**Instructions for the task:** Copy down each of the rows below word for word, leaving out the pictures.

**The records:**
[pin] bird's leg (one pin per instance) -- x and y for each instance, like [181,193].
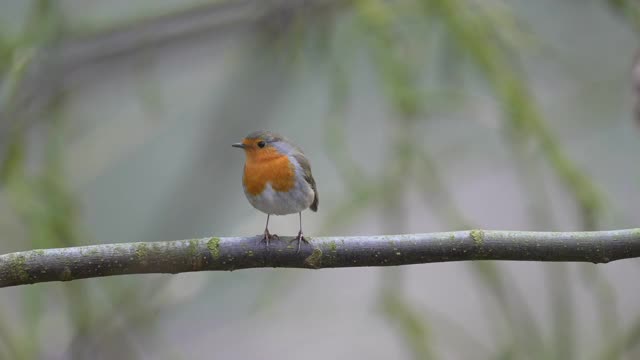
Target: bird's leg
[300,237]
[268,236]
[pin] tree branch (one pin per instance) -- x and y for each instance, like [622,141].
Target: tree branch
[232,253]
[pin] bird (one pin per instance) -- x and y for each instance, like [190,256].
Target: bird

**Reply to the exercise:**
[pin] bird's leg (one pin per instance) -- x and y for each instance, like [181,193].
Target: bird's leg
[300,237]
[268,236]
[pin] tree branch (one pin per instance) -- x and y for each instance, like [622,141].
Target: tree branch
[232,253]
[pin] bird (one pin per instance) -- x and y for each instance, like [190,256].
Target: bird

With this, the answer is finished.